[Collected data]
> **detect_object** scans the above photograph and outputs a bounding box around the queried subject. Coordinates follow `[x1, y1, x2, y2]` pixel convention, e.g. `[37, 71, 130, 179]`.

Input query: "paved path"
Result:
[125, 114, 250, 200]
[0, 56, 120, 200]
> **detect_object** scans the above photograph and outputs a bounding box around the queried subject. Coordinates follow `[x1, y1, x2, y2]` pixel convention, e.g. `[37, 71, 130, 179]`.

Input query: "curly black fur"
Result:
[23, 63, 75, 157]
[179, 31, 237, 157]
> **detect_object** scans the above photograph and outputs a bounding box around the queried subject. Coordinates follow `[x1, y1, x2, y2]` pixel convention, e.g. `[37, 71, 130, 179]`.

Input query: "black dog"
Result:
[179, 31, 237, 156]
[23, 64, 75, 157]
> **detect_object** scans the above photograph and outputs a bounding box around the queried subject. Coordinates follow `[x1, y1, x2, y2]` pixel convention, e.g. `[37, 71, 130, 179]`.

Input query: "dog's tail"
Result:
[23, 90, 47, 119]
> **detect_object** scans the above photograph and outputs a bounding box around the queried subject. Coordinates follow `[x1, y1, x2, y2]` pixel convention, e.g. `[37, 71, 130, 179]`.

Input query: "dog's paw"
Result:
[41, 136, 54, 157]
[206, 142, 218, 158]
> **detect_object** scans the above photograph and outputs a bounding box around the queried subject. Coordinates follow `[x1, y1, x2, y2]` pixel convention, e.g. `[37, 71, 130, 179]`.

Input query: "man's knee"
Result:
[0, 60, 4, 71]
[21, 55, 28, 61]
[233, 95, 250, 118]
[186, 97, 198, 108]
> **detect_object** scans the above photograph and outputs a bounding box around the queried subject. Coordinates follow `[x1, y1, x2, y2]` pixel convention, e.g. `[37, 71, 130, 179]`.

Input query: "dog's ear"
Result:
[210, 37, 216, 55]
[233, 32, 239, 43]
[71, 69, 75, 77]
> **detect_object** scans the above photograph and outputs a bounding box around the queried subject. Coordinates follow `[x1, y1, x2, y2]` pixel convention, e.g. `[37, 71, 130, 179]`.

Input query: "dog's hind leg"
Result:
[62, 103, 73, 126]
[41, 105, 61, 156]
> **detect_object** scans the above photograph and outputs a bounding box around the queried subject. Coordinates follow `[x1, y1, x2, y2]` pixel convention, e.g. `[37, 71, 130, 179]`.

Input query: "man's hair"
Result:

**WHAT THE EXERCISE ASKS:** Some lines of the records may hold the word "query". How many do? Answer with a number and nothing else.

**SOLUTION TO THIS EXERCISE:** 9